WHAT YOU WILL DO: Copy verbatim the lines from the line containing "Exercise. Mark the feather in" to the line containing "point(116, 113)", both included.

-- Start of PROVIDED DATA --

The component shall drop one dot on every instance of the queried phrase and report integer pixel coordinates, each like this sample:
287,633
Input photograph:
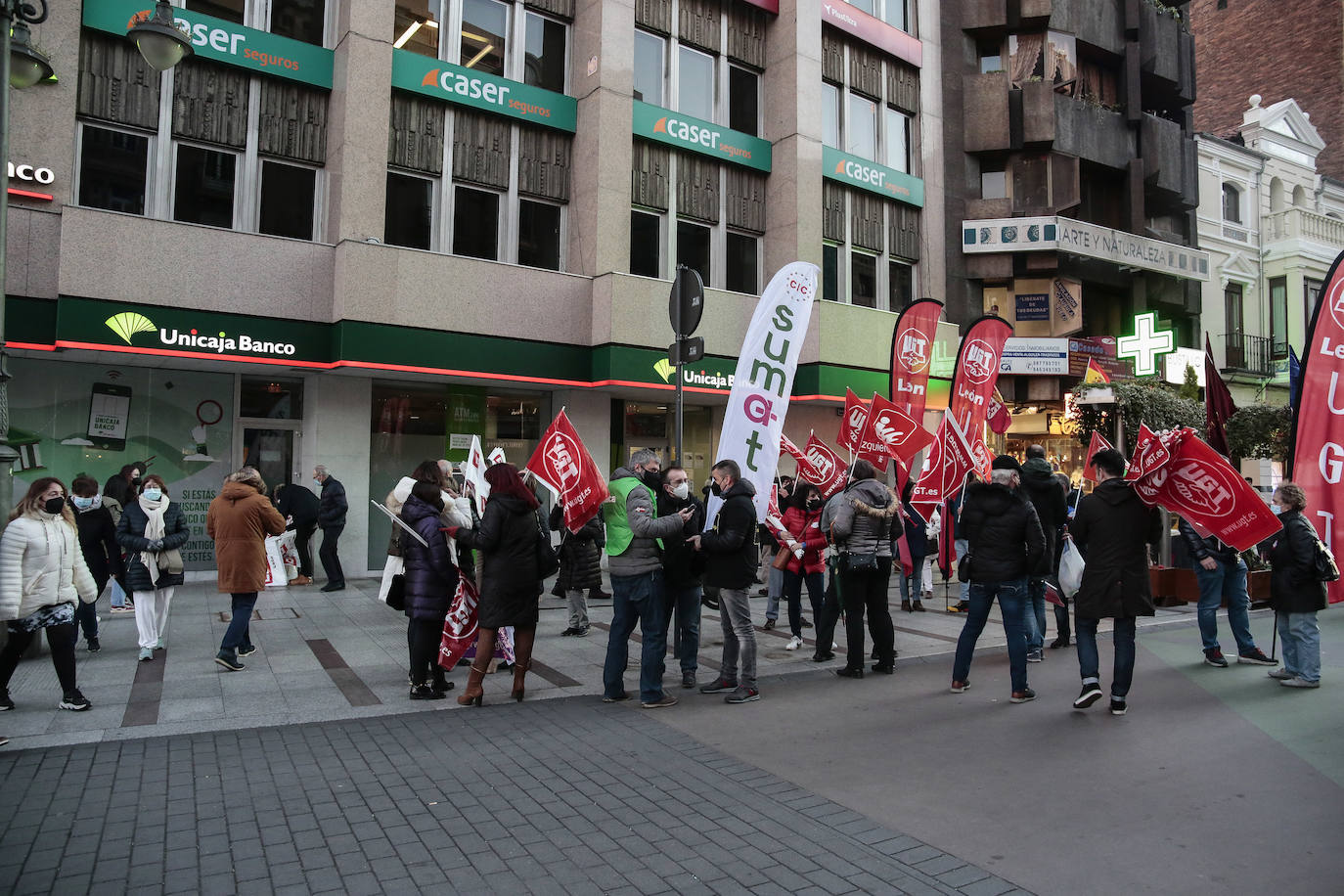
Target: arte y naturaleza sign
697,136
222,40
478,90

-- End of PROVIDED DATA --
-- Start of PROVIDED DATA --

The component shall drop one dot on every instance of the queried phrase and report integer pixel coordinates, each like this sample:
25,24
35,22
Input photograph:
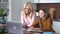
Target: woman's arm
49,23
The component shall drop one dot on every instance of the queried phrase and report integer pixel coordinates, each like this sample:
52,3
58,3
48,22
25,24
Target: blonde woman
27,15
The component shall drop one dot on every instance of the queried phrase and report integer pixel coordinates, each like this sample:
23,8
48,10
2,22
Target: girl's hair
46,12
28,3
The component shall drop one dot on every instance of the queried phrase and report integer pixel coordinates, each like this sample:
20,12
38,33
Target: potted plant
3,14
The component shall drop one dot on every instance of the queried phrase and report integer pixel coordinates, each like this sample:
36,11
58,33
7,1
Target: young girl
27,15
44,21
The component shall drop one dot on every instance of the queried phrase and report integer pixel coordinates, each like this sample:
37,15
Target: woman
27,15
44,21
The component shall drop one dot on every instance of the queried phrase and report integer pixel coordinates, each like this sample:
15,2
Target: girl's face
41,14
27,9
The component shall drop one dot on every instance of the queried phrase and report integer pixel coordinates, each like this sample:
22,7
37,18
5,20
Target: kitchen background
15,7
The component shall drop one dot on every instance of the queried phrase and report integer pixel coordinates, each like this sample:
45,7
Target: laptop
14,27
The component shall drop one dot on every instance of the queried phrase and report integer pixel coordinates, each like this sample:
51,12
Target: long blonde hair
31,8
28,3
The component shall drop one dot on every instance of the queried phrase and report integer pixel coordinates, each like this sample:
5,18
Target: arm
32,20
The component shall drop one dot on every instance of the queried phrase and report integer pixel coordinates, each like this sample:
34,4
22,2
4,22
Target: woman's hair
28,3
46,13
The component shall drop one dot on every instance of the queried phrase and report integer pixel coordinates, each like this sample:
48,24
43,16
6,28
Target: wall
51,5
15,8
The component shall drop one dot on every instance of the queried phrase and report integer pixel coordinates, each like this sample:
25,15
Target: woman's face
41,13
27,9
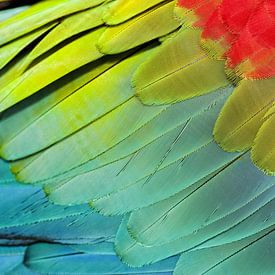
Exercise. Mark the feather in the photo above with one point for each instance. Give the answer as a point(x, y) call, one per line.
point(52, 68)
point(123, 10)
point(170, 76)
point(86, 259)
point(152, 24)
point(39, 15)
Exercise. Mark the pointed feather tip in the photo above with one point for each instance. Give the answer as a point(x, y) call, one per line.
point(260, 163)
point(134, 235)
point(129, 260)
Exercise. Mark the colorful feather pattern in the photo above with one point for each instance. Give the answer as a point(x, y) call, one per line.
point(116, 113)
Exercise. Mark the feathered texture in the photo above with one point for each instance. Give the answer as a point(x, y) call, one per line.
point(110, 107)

-- End of PROVIDED DATA --
-- Start of PROVIDED DATA --

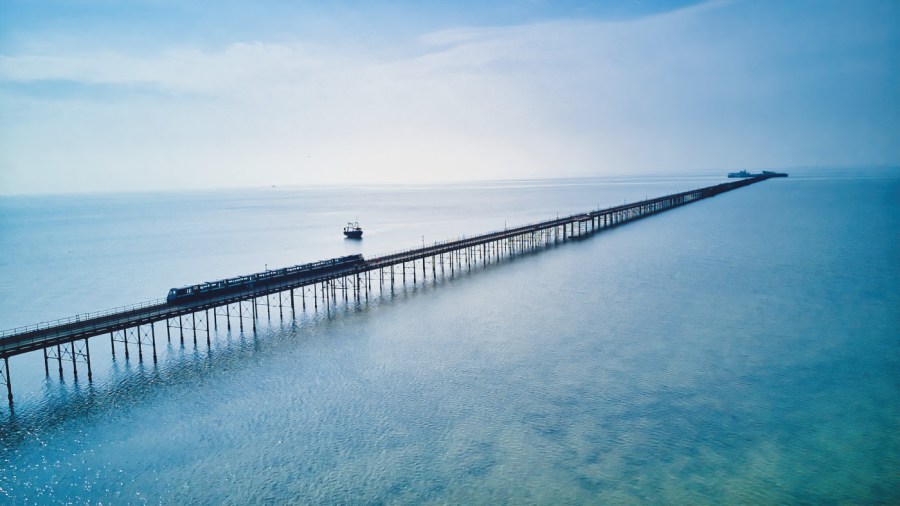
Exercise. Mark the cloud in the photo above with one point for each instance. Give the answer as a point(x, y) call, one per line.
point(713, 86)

-- End of PROVIDED DATA --

ANSWER TO THIS EXERCISE:
Exercise. Mark the feather in the photo above with one point for each instance. Give the answer as a point(x, y) call, one per line.
point(52, 68)
point(123, 10)
point(170, 76)
point(86, 259)
point(152, 24)
point(39, 15)
Exercise. Mark the pointed feather tip in the photo above with one point for each instance. Give the answer as a point(x, y) call, one per line.
point(260, 163)
point(134, 235)
point(129, 260)
Exercise. Mark the colorful feather pattern in the photo above with one point for each instance. Give the answer as a point(x, y) call, one per line.
point(116, 113)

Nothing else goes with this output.